- [WRITTEN REQUEST] Please rewrite everything from "For every instance of the oak" down to "Target: oak leaf" with "oak leaf" changed to "maple leaf" and nothing else altered.

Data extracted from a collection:
- - -

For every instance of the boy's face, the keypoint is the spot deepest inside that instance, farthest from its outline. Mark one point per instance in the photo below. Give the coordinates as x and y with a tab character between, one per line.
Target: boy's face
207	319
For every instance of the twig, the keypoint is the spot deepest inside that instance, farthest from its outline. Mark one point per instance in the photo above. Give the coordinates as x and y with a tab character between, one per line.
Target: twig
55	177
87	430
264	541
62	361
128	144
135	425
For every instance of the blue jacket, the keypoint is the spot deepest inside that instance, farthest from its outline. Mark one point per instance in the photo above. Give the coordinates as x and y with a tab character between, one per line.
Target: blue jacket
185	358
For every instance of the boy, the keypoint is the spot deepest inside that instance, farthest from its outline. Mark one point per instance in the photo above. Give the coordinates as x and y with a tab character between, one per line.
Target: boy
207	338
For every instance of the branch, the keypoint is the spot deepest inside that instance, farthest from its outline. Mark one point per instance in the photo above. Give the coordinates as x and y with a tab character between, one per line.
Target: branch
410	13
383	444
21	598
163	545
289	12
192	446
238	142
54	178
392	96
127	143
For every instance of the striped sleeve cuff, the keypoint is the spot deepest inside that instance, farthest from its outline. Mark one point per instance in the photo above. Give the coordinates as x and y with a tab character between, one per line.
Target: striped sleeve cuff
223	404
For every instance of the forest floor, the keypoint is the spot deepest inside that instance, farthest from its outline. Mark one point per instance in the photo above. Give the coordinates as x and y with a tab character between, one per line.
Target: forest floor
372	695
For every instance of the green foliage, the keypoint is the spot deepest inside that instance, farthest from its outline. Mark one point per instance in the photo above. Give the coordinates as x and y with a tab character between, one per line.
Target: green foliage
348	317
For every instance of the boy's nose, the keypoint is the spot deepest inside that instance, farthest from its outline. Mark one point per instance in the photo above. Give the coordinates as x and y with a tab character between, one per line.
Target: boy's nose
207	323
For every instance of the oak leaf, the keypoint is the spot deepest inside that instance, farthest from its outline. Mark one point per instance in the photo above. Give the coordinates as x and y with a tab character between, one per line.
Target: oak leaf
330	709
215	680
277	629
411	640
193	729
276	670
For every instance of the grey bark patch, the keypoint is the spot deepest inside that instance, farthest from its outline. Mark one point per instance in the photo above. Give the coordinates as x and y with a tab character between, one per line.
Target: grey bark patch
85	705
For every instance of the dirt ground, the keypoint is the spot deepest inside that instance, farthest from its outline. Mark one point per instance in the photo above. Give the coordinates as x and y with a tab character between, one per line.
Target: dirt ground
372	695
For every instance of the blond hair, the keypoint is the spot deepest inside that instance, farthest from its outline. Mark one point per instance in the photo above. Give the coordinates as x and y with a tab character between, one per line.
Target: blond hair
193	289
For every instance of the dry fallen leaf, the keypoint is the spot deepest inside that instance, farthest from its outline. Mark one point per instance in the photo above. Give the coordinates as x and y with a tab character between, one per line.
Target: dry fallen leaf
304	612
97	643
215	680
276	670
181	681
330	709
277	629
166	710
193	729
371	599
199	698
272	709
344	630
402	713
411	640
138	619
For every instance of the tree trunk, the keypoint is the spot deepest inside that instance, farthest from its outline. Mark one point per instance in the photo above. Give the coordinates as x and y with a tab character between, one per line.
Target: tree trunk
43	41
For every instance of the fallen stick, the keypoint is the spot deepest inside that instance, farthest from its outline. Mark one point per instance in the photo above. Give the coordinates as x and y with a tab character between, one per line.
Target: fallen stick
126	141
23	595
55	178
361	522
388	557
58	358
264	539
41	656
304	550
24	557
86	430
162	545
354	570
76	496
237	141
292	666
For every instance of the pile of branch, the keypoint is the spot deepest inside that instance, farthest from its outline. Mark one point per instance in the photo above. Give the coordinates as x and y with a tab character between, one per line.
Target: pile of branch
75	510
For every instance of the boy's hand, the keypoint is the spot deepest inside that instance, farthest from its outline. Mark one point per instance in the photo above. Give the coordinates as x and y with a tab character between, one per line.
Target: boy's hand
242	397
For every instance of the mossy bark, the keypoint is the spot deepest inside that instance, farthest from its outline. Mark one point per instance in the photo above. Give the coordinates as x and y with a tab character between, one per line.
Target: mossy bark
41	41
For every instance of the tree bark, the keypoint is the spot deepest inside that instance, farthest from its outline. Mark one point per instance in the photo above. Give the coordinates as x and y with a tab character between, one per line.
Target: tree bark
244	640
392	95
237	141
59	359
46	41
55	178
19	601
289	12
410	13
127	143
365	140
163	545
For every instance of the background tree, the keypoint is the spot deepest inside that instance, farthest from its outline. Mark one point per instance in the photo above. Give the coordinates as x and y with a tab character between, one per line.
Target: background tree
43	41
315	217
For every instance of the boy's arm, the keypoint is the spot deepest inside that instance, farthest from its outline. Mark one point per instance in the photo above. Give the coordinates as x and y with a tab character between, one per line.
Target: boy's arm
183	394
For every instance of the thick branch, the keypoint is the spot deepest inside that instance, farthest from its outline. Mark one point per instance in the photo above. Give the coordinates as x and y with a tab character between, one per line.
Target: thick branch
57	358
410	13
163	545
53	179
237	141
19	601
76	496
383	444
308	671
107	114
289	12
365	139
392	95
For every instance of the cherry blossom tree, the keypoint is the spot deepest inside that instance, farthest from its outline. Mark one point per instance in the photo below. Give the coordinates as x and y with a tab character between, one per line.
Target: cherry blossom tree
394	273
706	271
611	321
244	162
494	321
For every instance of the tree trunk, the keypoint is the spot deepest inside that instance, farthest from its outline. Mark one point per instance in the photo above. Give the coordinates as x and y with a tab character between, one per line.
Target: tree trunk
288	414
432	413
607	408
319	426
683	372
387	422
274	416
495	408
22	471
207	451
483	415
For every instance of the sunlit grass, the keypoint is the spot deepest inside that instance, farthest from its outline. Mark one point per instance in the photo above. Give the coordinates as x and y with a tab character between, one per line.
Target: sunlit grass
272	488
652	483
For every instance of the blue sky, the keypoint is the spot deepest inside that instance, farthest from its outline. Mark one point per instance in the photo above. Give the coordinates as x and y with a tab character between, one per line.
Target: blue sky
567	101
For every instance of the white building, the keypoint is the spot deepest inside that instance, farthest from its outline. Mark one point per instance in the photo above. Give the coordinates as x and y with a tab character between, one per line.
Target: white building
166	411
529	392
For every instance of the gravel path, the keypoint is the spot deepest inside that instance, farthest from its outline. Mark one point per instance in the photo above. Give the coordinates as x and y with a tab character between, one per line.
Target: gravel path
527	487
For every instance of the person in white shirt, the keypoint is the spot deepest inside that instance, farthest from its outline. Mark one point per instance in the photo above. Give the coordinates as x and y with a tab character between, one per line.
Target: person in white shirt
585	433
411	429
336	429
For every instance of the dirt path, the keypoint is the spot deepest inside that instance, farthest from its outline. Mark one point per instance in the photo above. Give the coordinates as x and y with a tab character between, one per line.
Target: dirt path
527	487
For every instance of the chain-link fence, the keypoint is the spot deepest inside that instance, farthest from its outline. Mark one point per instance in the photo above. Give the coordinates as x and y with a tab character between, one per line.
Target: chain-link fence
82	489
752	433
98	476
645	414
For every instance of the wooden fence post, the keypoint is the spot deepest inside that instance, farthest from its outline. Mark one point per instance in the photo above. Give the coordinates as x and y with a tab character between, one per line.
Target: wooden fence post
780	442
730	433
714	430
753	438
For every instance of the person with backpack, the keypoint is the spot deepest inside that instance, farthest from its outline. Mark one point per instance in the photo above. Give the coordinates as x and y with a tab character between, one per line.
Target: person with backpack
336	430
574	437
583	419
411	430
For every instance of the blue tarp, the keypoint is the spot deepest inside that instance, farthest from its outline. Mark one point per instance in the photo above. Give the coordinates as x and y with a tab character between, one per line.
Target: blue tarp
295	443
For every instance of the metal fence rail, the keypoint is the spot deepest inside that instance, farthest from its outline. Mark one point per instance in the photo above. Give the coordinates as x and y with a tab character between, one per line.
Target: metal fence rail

- - -

- [THE ANSWER]
For every instance of the maple leaf, the keypoint is the spot deepest inside that instance, farthest from its outline. Mark one point per instance in the photo above. Give the coordinates as x and y with a tab character between, one per line.
Target: maple leaf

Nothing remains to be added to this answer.